WORK TASK: Print the passage of the open letter to McGill starting with "McGill, I hate" and going on through "no laughing matter.", word for word.

GIVEN PASSAGE:
An Open Letter to McGill

Images courtesy of Creative Commons; graphic by Sarah Farb

Dear McGill,

I think it’s time that you and I have a heart-to-heart regarding what feels like a never-ending midterm season. By definition, midterms are supposed to take place precisely at the halfway point of the semester. It does not take long for first-year students to realize that this is not the reality. Indeed, midterm season at McGill refers to an examination period that runs between mid-October and December — a time characterized by stress, anxiety, sleep deprivation, and more readings than one can possibly imagine. It is only when December comes along and snow has covered the entirety of campus that the word “midterms” is replaced by the more appropriate “finals”.

McGill, I hate to say this, but it’s not me; it’s you. The fact that I spend more time at the library than I do in the comfort of my own home is comical. Indeed, not a single day goes by that doesn’t involve hours spent at the McLennan-Redpath Library Complex. It has gotten to a point where I now recognize and have become acquainted with other students who always study in the same area as me. While I do owe a big thank-you to Redpath and its piano, and to Premiere Moisson for lifting me up in times of need, the mental anguish triggered by this interminable exam period is no laughing matter.

PROVIDED INFORMATION:
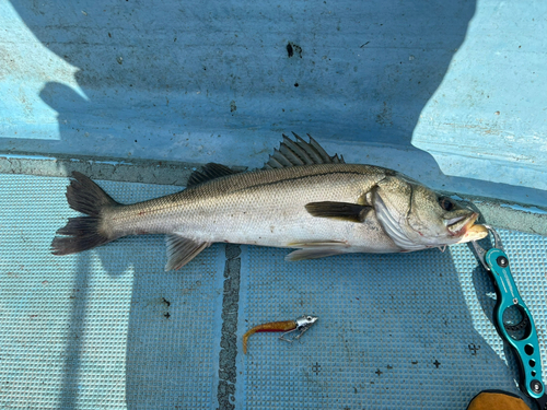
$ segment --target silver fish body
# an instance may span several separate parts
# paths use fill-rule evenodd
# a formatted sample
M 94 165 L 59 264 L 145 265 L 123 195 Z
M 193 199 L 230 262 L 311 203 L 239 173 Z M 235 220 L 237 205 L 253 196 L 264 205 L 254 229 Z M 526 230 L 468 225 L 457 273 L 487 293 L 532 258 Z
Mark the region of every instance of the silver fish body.
M 208 164 L 181 192 L 123 206 L 82 174 L 67 189 L 71 219 L 53 242 L 56 255 L 118 237 L 168 234 L 166 269 L 211 243 L 295 248 L 289 260 L 345 253 L 395 253 L 486 236 L 477 214 L 394 171 L 345 164 L 313 140 L 287 137 L 267 169 L 234 173 Z
M 305 206 L 358 203 L 388 169 L 322 164 L 230 175 L 182 192 L 104 212 L 109 236 L 177 234 L 196 242 L 275 247 L 339 243 L 344 251 L 399 251 L 374 213 L 357 224 L 315 218 Z

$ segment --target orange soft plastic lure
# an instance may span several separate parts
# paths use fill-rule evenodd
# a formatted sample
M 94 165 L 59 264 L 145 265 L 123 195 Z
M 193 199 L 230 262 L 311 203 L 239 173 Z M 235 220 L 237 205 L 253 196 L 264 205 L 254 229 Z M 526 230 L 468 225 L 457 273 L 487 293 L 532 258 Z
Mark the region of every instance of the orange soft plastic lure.
M 300 337 L 310 329 L 310 327 L 317 321 L 317 316 L 304 315 L 299 317 L 296 320 L 283 320 L 283 321 L 270 321 L 268 324 L 263 324 L 255 326 L 254 328 L 247 330 L 243 335 L 243 353 L 247 354 L 247 341 L 251 335 L 258 333 L 261 331 L 284 331 L 279 339 L 292 342 L 293 340 L 300 339 Z M 300 330 L 300 333 L 293 339 L 286 339 L 284 336 L 292 331 Z

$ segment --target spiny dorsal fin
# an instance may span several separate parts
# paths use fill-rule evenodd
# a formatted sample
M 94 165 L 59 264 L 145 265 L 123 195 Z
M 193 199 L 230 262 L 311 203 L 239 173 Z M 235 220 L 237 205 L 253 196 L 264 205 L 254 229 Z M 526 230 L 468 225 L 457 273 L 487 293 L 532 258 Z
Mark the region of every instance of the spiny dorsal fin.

REPLY TO THE TASK:
McGill, I hate to say this, but it’s not me; it’s you. The fact that I spend more time at the library than I do in the comfort of my own home is comical. Indeed, not a single day goes by that doesn’t involve hours spent at the McLennan-Redpath Library Complex. It has gotten to a point where I now recognize and have become acquainted with other students who always study in the same area as me. While I do owe a big thank-you to Redpath and its piano, and to Premiere Moisson for lifting me up in times of need, the mental anguish triggered by this interminable exam period is no laughing matter.